*** INFORMATION PROVIDED Section Begins ***
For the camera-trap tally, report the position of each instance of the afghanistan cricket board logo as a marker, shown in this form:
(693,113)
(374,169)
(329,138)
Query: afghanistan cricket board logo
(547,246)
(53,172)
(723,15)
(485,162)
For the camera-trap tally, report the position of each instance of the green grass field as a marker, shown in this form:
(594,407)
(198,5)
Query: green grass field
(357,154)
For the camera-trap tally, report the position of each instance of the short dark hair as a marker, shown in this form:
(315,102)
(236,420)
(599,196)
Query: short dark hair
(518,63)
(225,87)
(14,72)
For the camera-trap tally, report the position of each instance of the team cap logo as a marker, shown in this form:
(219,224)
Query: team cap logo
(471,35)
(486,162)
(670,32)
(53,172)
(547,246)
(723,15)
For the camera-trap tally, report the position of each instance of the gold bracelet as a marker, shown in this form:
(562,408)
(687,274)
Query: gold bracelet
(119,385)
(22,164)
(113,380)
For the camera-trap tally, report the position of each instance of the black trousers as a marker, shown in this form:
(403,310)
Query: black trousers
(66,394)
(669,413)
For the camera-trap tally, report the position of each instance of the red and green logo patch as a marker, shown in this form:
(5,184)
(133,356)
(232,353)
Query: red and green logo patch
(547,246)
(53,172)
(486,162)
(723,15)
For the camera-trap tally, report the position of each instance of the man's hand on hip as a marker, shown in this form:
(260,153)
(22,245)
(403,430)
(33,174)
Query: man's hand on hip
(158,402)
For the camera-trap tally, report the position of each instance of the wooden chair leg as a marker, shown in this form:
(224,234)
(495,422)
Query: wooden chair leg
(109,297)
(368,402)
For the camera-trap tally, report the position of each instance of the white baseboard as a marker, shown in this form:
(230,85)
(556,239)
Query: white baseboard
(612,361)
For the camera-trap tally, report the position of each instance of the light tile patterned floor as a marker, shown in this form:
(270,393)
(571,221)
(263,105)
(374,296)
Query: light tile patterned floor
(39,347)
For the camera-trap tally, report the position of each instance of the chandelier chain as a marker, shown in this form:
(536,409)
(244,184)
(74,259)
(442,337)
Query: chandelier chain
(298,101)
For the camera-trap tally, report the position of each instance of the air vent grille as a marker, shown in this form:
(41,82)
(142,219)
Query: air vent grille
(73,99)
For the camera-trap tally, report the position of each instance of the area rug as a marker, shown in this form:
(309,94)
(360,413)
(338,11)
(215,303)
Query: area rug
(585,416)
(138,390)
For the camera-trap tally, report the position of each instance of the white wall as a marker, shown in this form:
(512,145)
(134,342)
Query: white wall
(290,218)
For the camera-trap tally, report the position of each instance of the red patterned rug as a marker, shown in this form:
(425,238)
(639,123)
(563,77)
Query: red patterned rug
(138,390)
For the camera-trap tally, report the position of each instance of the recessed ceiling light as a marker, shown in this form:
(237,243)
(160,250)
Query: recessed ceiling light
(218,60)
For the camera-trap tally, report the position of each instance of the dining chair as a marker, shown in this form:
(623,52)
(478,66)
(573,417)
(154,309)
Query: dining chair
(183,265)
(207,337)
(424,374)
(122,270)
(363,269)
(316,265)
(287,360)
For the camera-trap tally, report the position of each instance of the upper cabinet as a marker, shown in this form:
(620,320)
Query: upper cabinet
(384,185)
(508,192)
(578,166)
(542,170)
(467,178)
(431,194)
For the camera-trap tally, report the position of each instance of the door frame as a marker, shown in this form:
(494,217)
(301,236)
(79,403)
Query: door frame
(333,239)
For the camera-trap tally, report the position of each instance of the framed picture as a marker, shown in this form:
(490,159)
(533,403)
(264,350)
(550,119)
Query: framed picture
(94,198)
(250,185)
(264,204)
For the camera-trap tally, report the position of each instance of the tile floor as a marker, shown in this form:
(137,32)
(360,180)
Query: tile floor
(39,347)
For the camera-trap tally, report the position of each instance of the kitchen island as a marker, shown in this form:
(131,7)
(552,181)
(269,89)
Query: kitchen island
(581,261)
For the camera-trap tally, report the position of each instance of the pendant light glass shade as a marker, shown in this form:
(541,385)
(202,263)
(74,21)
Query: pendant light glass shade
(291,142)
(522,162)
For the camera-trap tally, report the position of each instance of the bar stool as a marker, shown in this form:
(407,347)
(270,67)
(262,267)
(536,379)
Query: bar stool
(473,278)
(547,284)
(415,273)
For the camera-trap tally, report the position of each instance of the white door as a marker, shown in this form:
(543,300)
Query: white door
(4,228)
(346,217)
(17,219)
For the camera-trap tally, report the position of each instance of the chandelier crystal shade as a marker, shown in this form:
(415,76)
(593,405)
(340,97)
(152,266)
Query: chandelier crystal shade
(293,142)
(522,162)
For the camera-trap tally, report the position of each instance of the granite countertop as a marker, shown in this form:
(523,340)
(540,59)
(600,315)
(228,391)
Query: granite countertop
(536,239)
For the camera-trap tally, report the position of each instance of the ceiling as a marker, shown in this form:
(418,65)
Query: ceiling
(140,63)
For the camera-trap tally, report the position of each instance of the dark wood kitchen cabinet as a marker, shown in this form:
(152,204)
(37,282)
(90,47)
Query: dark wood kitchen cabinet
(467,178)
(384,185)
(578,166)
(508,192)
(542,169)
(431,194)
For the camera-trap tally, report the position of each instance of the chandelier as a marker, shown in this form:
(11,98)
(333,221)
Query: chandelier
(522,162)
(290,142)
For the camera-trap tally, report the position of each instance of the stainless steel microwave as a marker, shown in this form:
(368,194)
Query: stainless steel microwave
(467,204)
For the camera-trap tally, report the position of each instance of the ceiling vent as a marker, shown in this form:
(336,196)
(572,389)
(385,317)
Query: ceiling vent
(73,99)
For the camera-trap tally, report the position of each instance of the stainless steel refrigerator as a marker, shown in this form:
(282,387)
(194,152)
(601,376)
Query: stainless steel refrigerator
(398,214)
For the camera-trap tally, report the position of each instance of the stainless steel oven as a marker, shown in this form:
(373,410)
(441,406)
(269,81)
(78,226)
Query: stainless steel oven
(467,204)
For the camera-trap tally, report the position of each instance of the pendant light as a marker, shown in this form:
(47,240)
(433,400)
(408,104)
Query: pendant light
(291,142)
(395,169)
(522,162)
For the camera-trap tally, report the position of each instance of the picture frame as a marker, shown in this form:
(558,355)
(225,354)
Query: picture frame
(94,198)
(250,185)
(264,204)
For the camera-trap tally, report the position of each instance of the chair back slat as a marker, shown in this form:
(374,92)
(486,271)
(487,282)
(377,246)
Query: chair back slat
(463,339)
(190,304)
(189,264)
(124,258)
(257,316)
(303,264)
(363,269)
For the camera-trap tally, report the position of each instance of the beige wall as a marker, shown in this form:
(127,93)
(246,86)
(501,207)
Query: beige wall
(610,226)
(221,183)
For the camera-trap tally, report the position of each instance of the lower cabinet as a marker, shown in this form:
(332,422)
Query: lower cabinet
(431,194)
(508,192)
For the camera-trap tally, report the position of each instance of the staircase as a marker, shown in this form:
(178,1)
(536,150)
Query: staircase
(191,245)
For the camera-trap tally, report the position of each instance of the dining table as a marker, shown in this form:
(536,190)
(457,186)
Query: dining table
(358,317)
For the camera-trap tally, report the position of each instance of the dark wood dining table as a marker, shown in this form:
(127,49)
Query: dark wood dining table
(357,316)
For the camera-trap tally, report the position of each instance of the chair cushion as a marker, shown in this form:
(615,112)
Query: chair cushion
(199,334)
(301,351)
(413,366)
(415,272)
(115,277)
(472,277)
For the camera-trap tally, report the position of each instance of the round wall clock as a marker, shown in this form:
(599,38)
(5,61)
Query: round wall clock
*** INFORMATION PROVIDED Section Ends ***
▶ _TASK OBJECTIVE_:
Reply with the complete records, restated exactly.

▶ _EXERCISE RESPONSE_:
For the camera-trap tally, report the position of each instance of the afghanistan cricket board logo as a marker, shown in this form:
(693,113)
(374,169)
(329,138)
Query: afghanistan cricket board logo
(547,246)
(53,172)
(723,15)
(485,162)
For the camera-trap tally, report the position of each instance of the green grass field as a marker, shown in this form:
(594,407)
(198,5)
Query: green grass field
(357,154)
For the camera-trap tally, report the position of each instance of the short dark hair as a marker, shown in this form:
(315,102)
(236,420)
(599,196)
Query: short dark hair
(518,63)
(225,87)
(14,72)
For the camera-trap tally, report the position of each instance of the team cap logo as a marker, shown in this form:
(219,224)
Query: team cap logo
(471,35)
(486,162)
(670,32)
(53,172)
(547,246)
(723,15)
For the camera-trap tally, report the position of each instance of the gold bracelet as a marker, shown in this form:
(562,408)
(687,274)
Query: gold bracelet
(119,385)
(22,164)
(113,380)
For the camera-trap tally, report the position of each instance of the black trousers as a marker, shown in this form:
(403,310)
Query: black trousers
(66,394)
(669,413)
For the camera-trap tally, report the position of each instance of the red and green logo patch as a marker, shown in this form:
(5,184)
(133,356)
(232,353)
Query: red and green logo patch
(547,246)
(53,172)
(486,162)
(723,15)
For the camera-trap tally, report the position of each instance of the man's hand on hip as a marker, shown in this form:
(260,153)
(22,245)
(403,430)
(33,174)
Query: man's hand on hip
(158,402)
For the camera-trap tally, report the position of each instance of the wooden chair leg as a marker, shown in this form:
(224,234)
(495,422)
Query: wooden chair leg
(109,297)
(368,402)
For the camera-trap tally, report the position of each instance of the white baseboard as a marker, shown in this form:
(230,85)
(556,239)
Query: white baseboard
(612,361)
For the camera-trap tally, report the position of each instance of the light tile patterned floor as a marker, shown in this form:
(270,393)
(571,221)
(263,105)
(374,296)
Query: light tile patterned floor
(39,347)
For the camera-trap tally, report the position of each instance of the chandelier chain as a marker, shown in this form:
(536,409)
(244,184)
(74,259)
(442,337)
Query: chandelier chain
(298,101)
For the camera-trap tally, report the position of each instance of the air vent grille as a marker, shown in this form:
(41,82)
(142,219)
Query: air vent grille
(73,99)
For the camera-trap tally, report the position of each instance of the area rug as a marker, shown in this form:
(309,94)
(360,413)
(338,11)
(215,303)
Query: area rug
(585,416)
(138,390)
For the camera-trap tally, report the position of each instance of the white wall as a marker, shown in this form:
(512,145)
(134,342)
Query: white wall
(290,218)
For the camera-trap tally, report the position of each instance of the red patterned rug as a marker, shown in this form:
(425,238)
(639,123)
(563,77)
Query: red patterned rug
(138,390)
For the camera-trap tally, report the position of each instance of the recessed ceiling light as a marker, shown in this form:
(237,243)
(160,250)
Query: recessed ceiling light
(218,60)
For the camera-trap tally, report the position of each instance of the dining chair as a marker, shown in this form:
(623,52)
(478,66)
(573,417)
(154,309)
Query: dining chair
(183,265)
(207,337)
(424,374)
(122,270)
(363,269)
(316,265)
(287,360)
For the camera-trap tally, report the position of each instance of the upper cabinet as a marker, shown in this form:
(620,320)
Query: upper cabinet
(384,185)
(508,192)
(578,166)
(542,170)
(467,178)
(431,194)
For the camera-trap tally, report the position of each instance of the door frame as a marker, shown in this form:
(494,217)
(301,236)
(79,403)
Query: door frame
(333,239)
For the camera-trap tally, report the position of each instance of the framed picture as a marker, shown in this form:
(490,159)
(533,403)
(264,350)
(550,119)
Query: framed picture
(94,198)
(250,185)
(264,204)
For the camera-trap tally, report the position of each instance of the tile floor as a marker, shown in this form:
(137,32)
(360,180)
Query: tile floor
(39,347)
For the camera-trap tally, report the position of each instance of the kitchen island as a marker, shown in this form:
(131,7)
(552,181)
(269,89)
Query: kitchen island
(581,261)
For the camera-trap tally, report the position of each instance of the pendant light glass shade as a marker, shown in this form:
(541,385)
(202,263)
(74,21)
Query: pendant light glass shade
(291,142)
(522,162)
For the camera-trap tally, report the position of each instance of the bar stool as a marker, shown in this form:
(407,347)
(270,67)
(262,267)
(536,379)
Query: bar stool
(473,278)
(547,284)
(415,273)
For the camera-trap tally, report the position of each instance of the white door as a marker, shown in this form:
(543,300)
Query: white door
(4,228)
(346,217)
(17,219)
For the camera-trap tally, report the position of each instance of the chandelier crystal shade as a marker, shown in this form:
(415,76)
(593,405)
(340,97)
(152,266)
Query: chandelier crystal shade
(293,142)
(522,162)
For the camera-trap tally, report the position of each instance of the granite countertop as a marker, shown in this form:
(523,340)
(540,59)
(600,315)
(228,391)
Query: granite countertop
(536,239)
For the camera-trap tally, report the position of each instance of the ceiling as a marker, shown in this form:
(418,65)
Query: ceiling
(140,63)
For the camera-trap tally, report the position of each instance of the dark wood kitchen cabinet as a marker, shown in this form:
(152,204)
(37,282)
(90,47)
Query: dark wood kitchen cabinet
(467,178)
(384,185)
(578,166)
(508,192)
(542,169)
(431,194)
For the camera-trap tally, report the position of each instance of the chandelier as a marker, shown in this form:
(11,98)
(333,221)
Query: chandelier
(522,162)
(290,142)
For the camera-trap tally, report the position of each instance of the stainless steel microwave as a marker, shown in this form:
(368,194)
Query: stainless steel microwave
(467,204)
For the camera-trap tally, report the position of each instance of the ceiling vent as a marker, shown in this form:
(336,196)
(572,389)
(385,317)
Query: ceiling vent
(73,99)
For the camera-trap tally, report the position of each instance of the stainless steel refrigerator as a marker, shown in this form:
(282,387)
(194,152)
(601,376)
Query: stainless steel refrigerator
(398,214)
For the camera-trap tally, report the position of each instance of the stainless steel oven as a marker, shown in this form:
(373,410)
(441,406)
(269,81)
(78,226)
Query: stainless steel oven
(467,204)
For the camera-trap tally, report the position of each instance of the pendant light as a marker, shown in this form:
(47,240)
(433,400)
(408,104)
Query: pendant light
(291,142)
(395,169)
(522,162)
For the camera-trap tally, report the position of each instance of the picture frame as a marker, shown in this form:
(558,355)
(225,354)
Query: picture frame
(94,198)
(250,185)
(264,204)
For the camera-trap tally, report the position of each instance of the chair back slat as a marker, shown in this form:
(374,92)
(486,271)
(487,282)
(377,246)
Query: chair back slat
(463,339)
(190,304)
(189,264)
(124,258)
(257,316)
(303,264)
(363,269)
For the camera-trap tally, report the position of each instance of the beige wall as a marker, shown in this form:
(127,93)
(246,86)
(501,207)
Query: beige wall
(610,226)
(221,183)
For the camera-trap tally, report the position of each instance of the lower cabinet as a marker, shown in this form:
(332,422)
Query: lower cabinet
(431,194)
(508,192)
For the camera-trap tally, report the position of each instance of the staircase as a marker, shown in this form:
(178,1)
(536,150)
Query: staircase
(191,245)
For the camera-trap tally, report the position of each instance of the dining table as a marker, shown in this form:
(536,190)
(457,186)
Query: dining table
(358,317)
For the camera-trap tally, report the position of each instance of the dark wood dining table as a marker, shown in this form:
(127,49)
Query: dark wood dining table
(357,316)
For the camera-trap tally, report the position of each instance of the chair cushion as a marker, shown in this form:
(615,112)
Query: chair cushion
(199,334)
(301,351)
(413,366)
(415,272)
(115,277)
(472,277)
For the camera-trap tally, report the position of each instance of the round wall clock as a marker, shown in this form:
(599,38)
(5,61)
Query: round wall clock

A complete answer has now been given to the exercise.